YOUR TASK
Decide whether each statement below agrees with the text on unreasonable behaviour in UK divorce. Answer yes or no for each, quoting the words of the text that decide it. (a) A no-fault divorce in the UK currently requires a wait of at least two years. (b) The respondent must accept the allegations for the divorce to go ahead. (c) Citing more examples of unreasonable behaviour usually raises the value of a divorce settlement.

TEXT BLOCK

________________

In the UK, at present, if you want a “no-fault divorce”, then you need to wait at least two years. You may have to wait up to five years. If you want to divorce quickly, then you need to show that you have been the victim of adultery, desertion or “unreasonable behaviour”.
Unreasonable behaviour – the theory
In theory, there are three questions which need to be answered in order to decide if behaviour can be legally deemed unreasonable. These are:
- What did the person do?
- What impact did that have on the petitioner?
- What does the court think of this in the context of the history of the marriage?
- Unreasonable behaviour – the practice
In practice, the court’s job is to determine whether or not a marriage has irretrievably broken down. This means that they generally take that view that “unreasonable behaviour” is whatever the petitioner says it is unless the other party contests it.
What’s more, the law allows both parties and the courts a little room to manoeuvre. The respondent can choose to state that they disagree with the allegations against them but will not contest the divorce. For the most part, this allows divorce claims to progress in the same way as they would have if the respondent had accepted the allegations.
Presenting a claim for unreasonable behaviour
As a rule of thumb, you want to cite four to six examples of behaviours you consider to be unreasonable and their impact on you. In principle, these examples can relate to any behaviour which makes you feel like it is not feasible for you to continue in the marriage. In practice, it’s likely to be in your best interests to choose “no faults” reasons.
Basically, you want to cite behaviours which highlight mutual incompatibility rather than personal failings. For example, you could cite your spouse working long hours, spending long periods socializing without you or being excessively absorbed in a hobby they practice without you. None of these are personal criticisms, just indications that you should go your separate ways.
You generally want to resist the temptation to make any serious allegations especially anything involving children. Firstly, they may rile your spouse. Even if this doesn’t cause them to contest the divorce, it may cause them to be less cooperative about it. Secondly, it may give the judge the impression that you are weaponizing your children.
For clarity, piling on the examples of unreasonable behaviour will not (usually) increase either your chances of getting custody of your children or the value of any divorce settlement. In fact, once a judge is satisfied that the married is, effectively over, the reasons for its ending are generally completely ignored. They are also sealed off from the general public.

________________

RECORD EXCERPTS
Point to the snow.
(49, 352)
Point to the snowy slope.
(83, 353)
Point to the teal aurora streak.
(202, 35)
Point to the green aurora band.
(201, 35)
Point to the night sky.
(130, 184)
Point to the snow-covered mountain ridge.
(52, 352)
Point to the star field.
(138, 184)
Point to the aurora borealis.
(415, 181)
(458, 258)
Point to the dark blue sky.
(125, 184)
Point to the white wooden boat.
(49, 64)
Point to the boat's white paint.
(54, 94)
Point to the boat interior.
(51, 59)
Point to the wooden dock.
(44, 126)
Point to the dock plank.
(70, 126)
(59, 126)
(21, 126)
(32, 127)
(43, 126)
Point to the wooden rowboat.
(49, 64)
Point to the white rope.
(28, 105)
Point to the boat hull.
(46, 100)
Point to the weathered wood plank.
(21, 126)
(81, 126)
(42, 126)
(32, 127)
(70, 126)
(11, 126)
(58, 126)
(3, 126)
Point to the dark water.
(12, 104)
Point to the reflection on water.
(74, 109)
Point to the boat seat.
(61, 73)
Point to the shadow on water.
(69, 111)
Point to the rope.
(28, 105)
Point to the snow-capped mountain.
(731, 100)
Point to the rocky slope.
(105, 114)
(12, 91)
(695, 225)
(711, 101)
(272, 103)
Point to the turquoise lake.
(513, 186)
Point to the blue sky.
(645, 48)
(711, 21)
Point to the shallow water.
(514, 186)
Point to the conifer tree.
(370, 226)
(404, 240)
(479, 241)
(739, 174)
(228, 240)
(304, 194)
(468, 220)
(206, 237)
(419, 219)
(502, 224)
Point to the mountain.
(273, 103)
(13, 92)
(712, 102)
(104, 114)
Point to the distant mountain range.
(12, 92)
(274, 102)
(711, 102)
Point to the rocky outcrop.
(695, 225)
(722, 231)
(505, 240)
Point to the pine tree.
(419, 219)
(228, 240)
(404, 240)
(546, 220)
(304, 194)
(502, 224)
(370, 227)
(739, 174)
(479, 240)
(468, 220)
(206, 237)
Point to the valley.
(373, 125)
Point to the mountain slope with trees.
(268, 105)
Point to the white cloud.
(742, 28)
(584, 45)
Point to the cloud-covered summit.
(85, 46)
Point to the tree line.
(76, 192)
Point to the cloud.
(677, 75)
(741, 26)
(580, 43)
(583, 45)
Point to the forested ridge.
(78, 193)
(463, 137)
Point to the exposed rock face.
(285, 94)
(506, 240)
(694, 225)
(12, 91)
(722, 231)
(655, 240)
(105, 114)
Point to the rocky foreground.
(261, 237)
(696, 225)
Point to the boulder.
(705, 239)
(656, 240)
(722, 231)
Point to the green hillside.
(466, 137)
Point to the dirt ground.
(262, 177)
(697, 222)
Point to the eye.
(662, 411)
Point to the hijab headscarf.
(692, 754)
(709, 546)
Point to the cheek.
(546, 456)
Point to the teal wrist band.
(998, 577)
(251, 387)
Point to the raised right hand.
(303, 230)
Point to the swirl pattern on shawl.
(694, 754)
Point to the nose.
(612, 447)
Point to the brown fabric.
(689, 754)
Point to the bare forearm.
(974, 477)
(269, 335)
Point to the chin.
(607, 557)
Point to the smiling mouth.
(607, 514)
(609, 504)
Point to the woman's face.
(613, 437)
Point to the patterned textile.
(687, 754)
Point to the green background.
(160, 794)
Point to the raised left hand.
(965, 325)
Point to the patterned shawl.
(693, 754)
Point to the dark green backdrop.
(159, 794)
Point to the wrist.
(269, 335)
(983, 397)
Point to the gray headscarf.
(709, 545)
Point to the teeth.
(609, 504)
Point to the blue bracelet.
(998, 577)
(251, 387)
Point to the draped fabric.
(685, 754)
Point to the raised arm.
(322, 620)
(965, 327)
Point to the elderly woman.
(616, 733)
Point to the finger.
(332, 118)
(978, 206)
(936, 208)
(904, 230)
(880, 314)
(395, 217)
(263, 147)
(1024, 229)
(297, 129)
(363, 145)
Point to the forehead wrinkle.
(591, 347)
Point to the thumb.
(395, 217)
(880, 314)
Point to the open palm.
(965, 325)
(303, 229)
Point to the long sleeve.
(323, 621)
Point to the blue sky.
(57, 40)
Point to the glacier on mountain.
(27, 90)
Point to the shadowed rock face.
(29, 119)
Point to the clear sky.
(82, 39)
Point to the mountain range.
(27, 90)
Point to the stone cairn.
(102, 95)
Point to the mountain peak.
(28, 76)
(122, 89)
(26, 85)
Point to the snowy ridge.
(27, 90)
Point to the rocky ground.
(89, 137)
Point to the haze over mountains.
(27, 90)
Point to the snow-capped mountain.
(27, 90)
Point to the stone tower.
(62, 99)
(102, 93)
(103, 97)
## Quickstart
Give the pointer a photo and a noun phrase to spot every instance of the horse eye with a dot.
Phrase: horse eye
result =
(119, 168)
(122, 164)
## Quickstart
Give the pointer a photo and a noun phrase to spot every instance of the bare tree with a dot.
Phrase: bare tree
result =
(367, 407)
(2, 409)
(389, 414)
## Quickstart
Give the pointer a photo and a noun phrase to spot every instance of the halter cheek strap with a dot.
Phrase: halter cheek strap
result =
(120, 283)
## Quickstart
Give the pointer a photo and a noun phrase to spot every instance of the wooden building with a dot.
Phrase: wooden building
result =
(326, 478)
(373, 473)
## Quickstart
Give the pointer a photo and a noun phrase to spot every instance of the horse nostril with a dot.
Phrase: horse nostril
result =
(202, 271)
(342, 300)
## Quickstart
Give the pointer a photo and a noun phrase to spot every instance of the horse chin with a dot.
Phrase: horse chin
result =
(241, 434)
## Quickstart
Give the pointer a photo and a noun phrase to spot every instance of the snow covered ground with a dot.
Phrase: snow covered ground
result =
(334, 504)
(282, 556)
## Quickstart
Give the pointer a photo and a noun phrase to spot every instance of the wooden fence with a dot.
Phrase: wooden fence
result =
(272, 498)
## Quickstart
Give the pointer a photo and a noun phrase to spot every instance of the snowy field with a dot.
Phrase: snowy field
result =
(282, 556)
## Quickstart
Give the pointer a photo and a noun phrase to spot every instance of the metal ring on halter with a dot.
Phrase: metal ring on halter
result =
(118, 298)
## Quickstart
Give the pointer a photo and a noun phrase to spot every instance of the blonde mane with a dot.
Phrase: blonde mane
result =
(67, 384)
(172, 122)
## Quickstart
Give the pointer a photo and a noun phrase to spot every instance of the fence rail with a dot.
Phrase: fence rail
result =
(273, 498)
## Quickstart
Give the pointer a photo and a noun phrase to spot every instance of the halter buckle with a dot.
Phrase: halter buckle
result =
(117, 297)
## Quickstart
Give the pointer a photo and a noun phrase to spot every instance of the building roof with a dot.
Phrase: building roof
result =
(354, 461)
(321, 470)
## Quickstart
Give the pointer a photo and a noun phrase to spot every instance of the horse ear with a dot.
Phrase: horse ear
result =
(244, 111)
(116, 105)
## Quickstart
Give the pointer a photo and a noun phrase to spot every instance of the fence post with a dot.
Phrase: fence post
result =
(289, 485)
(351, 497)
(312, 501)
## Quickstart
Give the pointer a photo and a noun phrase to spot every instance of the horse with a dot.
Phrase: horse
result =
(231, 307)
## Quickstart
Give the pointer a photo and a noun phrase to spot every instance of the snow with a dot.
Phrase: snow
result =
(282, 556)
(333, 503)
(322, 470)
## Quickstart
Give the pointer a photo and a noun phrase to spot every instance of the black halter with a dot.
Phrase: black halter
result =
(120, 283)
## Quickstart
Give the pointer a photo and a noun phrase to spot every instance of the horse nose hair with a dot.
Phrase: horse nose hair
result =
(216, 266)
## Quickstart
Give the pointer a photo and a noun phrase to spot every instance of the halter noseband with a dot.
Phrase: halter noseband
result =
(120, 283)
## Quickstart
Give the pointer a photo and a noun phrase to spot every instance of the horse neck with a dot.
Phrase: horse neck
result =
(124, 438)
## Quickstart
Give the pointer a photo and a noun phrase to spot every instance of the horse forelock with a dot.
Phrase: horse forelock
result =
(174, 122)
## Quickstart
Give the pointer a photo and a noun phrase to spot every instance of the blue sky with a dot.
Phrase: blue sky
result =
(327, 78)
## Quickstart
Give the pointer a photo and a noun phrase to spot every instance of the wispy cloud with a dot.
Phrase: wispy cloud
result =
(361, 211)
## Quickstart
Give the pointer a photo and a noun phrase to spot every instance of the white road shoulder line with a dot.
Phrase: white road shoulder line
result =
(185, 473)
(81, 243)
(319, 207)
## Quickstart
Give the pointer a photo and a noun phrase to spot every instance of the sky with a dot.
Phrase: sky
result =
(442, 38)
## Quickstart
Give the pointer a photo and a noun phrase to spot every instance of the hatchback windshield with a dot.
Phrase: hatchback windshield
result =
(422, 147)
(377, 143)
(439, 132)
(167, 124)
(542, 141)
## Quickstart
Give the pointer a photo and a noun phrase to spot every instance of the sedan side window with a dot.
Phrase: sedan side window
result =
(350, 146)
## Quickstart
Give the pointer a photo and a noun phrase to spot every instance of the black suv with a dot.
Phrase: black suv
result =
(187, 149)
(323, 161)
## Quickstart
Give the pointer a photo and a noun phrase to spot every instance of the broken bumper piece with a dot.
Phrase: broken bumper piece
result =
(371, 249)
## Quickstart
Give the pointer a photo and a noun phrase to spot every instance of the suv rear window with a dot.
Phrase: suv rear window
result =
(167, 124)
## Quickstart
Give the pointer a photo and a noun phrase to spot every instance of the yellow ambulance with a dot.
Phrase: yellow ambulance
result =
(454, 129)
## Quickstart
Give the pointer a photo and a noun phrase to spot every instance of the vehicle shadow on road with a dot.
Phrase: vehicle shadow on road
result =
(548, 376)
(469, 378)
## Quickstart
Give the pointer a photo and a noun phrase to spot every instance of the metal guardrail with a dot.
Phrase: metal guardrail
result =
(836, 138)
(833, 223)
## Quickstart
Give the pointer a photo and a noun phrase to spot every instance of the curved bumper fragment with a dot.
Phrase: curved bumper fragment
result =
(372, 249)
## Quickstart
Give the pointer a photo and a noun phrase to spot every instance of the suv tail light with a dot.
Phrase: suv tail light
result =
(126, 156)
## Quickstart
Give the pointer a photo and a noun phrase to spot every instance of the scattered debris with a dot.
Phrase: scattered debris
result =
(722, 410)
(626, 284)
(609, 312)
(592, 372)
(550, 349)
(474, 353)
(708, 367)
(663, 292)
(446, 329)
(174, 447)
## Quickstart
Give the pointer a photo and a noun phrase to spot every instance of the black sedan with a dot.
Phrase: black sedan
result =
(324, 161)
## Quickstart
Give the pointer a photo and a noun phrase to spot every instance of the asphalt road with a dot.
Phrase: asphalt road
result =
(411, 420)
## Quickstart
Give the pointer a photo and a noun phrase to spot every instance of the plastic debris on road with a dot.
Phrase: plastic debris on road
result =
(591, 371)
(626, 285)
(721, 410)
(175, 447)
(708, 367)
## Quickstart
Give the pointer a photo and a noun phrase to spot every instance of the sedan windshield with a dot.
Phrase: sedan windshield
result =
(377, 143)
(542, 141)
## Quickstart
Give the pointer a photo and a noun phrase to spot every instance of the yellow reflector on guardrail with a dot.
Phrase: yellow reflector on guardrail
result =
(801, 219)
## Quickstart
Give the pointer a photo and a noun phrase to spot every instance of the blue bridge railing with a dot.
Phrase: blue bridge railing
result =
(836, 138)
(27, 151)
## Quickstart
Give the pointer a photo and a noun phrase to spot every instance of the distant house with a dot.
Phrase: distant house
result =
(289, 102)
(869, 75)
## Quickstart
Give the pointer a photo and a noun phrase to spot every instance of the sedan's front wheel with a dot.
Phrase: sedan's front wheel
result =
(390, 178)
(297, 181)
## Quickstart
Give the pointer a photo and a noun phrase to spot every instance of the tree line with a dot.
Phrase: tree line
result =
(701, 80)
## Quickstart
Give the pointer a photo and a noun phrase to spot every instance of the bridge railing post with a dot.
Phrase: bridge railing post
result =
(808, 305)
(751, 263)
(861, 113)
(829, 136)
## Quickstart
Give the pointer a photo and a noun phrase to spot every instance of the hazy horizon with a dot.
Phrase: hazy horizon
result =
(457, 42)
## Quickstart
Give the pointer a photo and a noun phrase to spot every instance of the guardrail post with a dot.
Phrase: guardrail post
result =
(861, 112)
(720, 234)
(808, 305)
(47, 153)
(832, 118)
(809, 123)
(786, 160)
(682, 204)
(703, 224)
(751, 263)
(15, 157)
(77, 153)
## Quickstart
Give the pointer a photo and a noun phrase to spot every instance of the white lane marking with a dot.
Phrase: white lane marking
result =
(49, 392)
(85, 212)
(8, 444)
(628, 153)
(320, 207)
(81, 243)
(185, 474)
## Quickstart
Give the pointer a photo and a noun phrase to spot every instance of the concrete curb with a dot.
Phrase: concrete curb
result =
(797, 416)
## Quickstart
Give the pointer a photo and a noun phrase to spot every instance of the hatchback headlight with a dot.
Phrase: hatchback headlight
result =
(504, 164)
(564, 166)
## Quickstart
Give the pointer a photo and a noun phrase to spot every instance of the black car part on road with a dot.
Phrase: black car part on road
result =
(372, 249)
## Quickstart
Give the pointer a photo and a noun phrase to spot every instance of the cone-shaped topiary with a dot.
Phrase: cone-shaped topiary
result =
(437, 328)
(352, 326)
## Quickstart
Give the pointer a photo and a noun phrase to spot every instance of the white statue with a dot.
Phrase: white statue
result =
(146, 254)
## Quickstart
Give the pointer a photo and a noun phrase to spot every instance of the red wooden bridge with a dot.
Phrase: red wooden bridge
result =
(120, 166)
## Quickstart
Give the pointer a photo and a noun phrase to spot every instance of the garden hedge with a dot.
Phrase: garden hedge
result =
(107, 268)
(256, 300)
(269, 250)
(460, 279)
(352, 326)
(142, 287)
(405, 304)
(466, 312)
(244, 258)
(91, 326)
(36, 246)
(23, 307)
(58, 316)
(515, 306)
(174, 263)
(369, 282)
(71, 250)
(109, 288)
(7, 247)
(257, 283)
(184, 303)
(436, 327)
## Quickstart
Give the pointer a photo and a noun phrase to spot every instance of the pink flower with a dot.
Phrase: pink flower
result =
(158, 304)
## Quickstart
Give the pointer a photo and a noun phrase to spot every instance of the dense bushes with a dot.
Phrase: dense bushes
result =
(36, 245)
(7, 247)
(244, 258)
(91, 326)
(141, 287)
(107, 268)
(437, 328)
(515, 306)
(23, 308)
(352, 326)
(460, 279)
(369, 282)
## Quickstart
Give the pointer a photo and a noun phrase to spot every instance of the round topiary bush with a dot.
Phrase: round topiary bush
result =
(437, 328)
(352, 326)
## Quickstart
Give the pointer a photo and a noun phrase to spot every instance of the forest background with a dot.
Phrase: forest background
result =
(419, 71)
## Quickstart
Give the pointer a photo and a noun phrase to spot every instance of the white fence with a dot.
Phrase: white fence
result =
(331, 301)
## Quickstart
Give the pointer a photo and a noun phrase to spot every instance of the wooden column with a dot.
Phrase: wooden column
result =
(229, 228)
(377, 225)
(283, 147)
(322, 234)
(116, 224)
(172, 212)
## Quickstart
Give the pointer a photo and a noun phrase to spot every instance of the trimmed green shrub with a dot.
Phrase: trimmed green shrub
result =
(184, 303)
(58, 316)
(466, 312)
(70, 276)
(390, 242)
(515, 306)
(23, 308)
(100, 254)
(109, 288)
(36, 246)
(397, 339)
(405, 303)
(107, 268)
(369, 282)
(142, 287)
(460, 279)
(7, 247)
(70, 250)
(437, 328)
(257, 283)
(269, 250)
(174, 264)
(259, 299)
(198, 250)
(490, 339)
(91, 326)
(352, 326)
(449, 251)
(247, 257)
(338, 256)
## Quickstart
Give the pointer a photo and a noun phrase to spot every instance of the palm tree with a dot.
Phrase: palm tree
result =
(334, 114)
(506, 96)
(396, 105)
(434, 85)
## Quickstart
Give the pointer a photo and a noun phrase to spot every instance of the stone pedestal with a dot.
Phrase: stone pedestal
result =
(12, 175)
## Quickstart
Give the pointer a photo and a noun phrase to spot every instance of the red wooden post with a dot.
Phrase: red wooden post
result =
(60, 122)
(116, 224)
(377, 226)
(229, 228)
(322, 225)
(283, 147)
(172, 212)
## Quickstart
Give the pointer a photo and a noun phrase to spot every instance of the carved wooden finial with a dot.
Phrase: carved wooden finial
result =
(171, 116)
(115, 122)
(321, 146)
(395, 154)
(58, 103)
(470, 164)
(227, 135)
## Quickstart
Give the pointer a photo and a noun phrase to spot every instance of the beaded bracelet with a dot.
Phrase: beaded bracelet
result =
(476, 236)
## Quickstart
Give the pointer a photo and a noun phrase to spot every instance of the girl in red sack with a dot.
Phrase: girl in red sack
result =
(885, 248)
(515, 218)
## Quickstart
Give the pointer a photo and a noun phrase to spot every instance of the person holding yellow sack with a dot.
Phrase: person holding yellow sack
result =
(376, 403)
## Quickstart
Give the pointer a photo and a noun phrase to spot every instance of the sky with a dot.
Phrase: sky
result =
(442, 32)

________________

WORKED SOLUTION
(a) Yes: "if you want a “no-fault divorce”, then you need to wait at least two years"
(b) No: "The respondent can choose to state that they disagree with the allegations against them but will not contest the divorce."
(c) No: "piling on the examples of unreasonable behaviour will not (usually) increase either your chances of getting custody of your children or the value of any divorce settlement"